• TASK: Your answer should consist of each line below that contains the string "stem".

---- DATA UNDER STUDY

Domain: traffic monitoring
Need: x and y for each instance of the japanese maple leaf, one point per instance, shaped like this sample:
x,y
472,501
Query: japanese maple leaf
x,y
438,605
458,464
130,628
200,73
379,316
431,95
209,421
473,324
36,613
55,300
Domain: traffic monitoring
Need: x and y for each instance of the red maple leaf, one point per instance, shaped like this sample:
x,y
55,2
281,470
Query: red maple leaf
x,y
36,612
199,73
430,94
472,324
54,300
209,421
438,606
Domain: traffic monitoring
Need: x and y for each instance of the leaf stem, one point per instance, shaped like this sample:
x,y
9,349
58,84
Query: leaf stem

--------
---- DATA UNDER STUDY

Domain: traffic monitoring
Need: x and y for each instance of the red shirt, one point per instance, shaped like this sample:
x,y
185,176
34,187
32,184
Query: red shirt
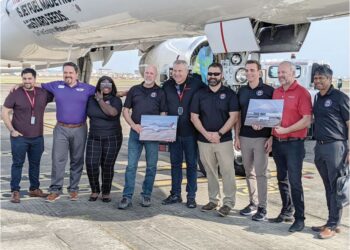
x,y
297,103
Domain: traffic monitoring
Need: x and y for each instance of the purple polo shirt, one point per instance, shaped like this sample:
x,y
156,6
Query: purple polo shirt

--------
---- DATA UNDER STUDY

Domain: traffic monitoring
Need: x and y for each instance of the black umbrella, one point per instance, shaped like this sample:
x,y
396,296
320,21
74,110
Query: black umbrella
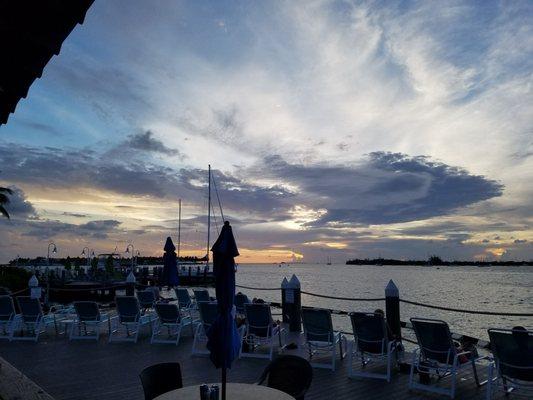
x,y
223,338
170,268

--------

• ANSWER FOR THE TASK:
Need: x and y for each instance of the leaf stem, one point per instance, shaped like this sample:
Query: leaf stem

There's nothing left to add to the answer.